## Task details
Answer these questions using the 1853 letter from New Caledonia below.
1. In what month and year did France take possession of the island?
2. Whose labor and skill created the sawmill at the Isle of Pines?
3. How many adults were baptized only a week before the letter was written?

## Article
============================================================

Translated by Peter McConnell, July 2011

Based on the document sent, APM ONC 208 Rougeyron.

[p. 1]

A(d) m(ajorem) D(ei) g(loriam) et D(ei) g(enitricis) h(onorem)

New Caledonia, 6 October 1853

Very Reverend Father,
This is the third letter that I have written to you since the death of Bishop Douarre. Perhaps you have not received them because I have had no news from you for a very long time. That silence makes me write to you again to inform you of the new phase which New Caledonia is entering.
Martyrdom which I have so many times missed from being awarded escapes me this time and probably for ever. My unworthiness is probably the reason for that. Our wretched island is no longer independent; it is in the power of France which took possession of it in September 1853. It was an admiral who came himself to run up the flag. For the time being he is housed with us. We are on the best terms with him and with all his officers. The manner in which we carry out the work of the mission station pleases them particularly. At the Isle of Pines they admired the beautiful house. All its planks of wood were sawn by the priests; beside that house they saw a little farm but what delighted them was a sawmill created by the labour and skill of Reverend Fathers Chapuy and Vigouroux. In New Caledonia they found a beautiful plain cleared by a plough and a little farm where there are cattle, horses, donkeys, goats, sheep and poultry of all kinds. They were not a little surprised to see a small church made of stone. All that revealed to them the skilful administration of the deceased Bishop Douarre.
What struck them particularly was the change brought about in those natives hitherto so dreadful. They saw poor people, unsophisticated, gentle and calm. They also want to see us spreading out over the whole island to soften their barbaric customs. It is for you, very Reverend Father, to work in with the government on that score. All that I can tell you is that the moment designated by Divine Providence for the conversion of this people has arrived. All the tribes who know us want us to make their country good. Had it been like that before the arrival of he French government what will it be like when they see us supported by our emperor. (The admiral assures us that His Majesty Napoléon sincerely wants to protect our mission stations.)
The tribe of Puebo will soon be completely converted; unless there is an impediment. Five months ago 104 adults were baptized and only a week ago we had another 122 adults baptized. In a short time, we hope to baptize about another 200. That is the situation with the tribe where I am with Father Gagnière . it will be the same case for others where there are missionaries. Balade, which has stayed static with those 120 or 130 Christians is now saying that it wants to become Catholic. The Reverend Father Montrouzier is in charge of it.
The young chief, who came 20 leagues to meet us at Balade wanting us to go to his tribe, is now sufficiently instructed. He is waited for by his people who promised to listen to him and imitate him. We cannot delay any more without harming the success of that mission station. Reverend Father Forestier who is in charge of it has been urging me for some time to let him go and evangelize that tribe. I have just allowed him to do that after conferring with all my other fellow priests who all believe in the pressing necessity of starting that mission station without delay.

============================================================

## Object location annotation data
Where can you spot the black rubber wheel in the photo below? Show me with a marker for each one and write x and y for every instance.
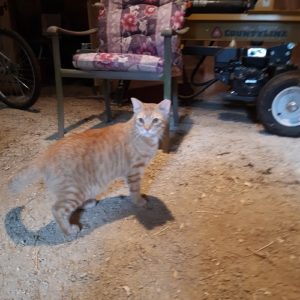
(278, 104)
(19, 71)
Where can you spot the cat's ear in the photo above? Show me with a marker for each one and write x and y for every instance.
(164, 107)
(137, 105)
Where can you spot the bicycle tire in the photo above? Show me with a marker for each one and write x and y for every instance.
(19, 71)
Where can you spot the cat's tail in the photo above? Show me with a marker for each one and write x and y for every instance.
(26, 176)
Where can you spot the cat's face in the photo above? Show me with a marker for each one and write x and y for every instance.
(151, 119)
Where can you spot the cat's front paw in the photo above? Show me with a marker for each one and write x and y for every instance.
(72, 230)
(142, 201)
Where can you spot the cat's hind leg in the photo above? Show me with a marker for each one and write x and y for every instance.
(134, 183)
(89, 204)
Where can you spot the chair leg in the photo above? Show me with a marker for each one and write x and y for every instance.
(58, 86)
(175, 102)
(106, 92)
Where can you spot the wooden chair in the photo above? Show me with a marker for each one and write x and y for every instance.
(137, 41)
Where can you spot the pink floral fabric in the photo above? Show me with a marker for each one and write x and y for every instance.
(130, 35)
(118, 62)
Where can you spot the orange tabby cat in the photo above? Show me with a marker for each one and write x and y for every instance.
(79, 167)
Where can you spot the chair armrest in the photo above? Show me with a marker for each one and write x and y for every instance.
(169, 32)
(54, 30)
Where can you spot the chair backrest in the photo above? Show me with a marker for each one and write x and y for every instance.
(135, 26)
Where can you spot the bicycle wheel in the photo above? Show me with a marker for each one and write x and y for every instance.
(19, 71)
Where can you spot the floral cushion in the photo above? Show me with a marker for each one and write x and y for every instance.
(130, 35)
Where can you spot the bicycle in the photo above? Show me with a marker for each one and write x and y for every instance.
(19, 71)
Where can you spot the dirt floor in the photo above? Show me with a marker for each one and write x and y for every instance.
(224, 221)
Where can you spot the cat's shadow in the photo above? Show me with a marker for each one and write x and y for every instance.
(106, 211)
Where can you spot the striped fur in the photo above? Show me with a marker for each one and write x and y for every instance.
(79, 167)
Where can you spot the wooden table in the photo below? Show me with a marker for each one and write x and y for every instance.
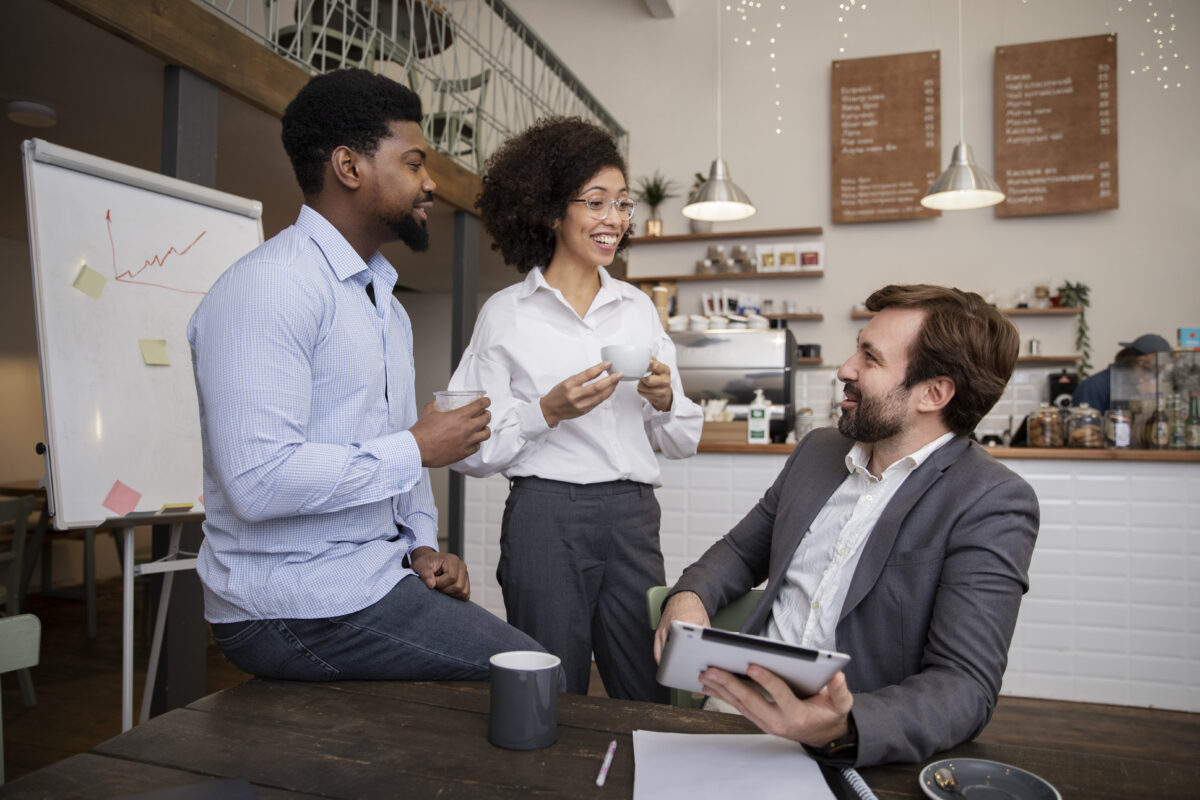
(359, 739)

============================================================

## Result of the task
1. September 1853
2. Reverend Fathers Chapuy and Vigouroux
3. 122